THE TASK ::
What follows are records. Restate all of them word for word.
Segment Start: EXTRACTED ENTRIES
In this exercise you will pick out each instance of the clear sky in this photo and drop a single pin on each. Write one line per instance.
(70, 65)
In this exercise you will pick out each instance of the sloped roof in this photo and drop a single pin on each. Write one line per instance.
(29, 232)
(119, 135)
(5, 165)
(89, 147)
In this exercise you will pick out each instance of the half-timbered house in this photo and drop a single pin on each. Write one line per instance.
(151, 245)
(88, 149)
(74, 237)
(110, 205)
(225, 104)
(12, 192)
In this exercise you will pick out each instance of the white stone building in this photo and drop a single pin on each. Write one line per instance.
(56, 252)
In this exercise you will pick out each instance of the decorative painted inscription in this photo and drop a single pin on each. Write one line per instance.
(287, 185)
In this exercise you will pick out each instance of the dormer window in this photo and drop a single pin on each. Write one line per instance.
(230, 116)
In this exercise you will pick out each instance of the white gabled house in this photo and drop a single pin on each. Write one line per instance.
Segment End: EXTRACTED ENTRIES
ANSWER BOX ::
In this exercise you will pick out each instance of the clear sky in this photo and drop a single pin on each. Write one line per instance.
(70, 65)
In this exercise you will pick out each instance of the sloped roof in this photo and drop a single pin on each. Write one line per instance.
(29, 232)
(119, 135)
(5, 165)
(89, 147)
In this exercise you will pick out each instance of the half-timbered house in this photo and drop a single pin on each. Write one line per instance.
(151, 245)
(88, 149)
(74, 237)
(110, 205)
(225, 104)
(12, 192)
In this exercise you will pick out each instance of the white stone building in this photo and drop a single pin on each. Write one line per instance.
(56, 252)
In this exercise you will pick out each instance of the decorative painted inscription in this photo and drop a single pin on each. Write one line per instance.
(287, 185)
In this exercise you will pick out each instance of the dormer window in this photo and drop a single pin on each. Write one line per instance.
(230, 116)
In this exercise you will pick out each instance of the white gabled house in this photo and drop a single pin on each. Write one line per instance.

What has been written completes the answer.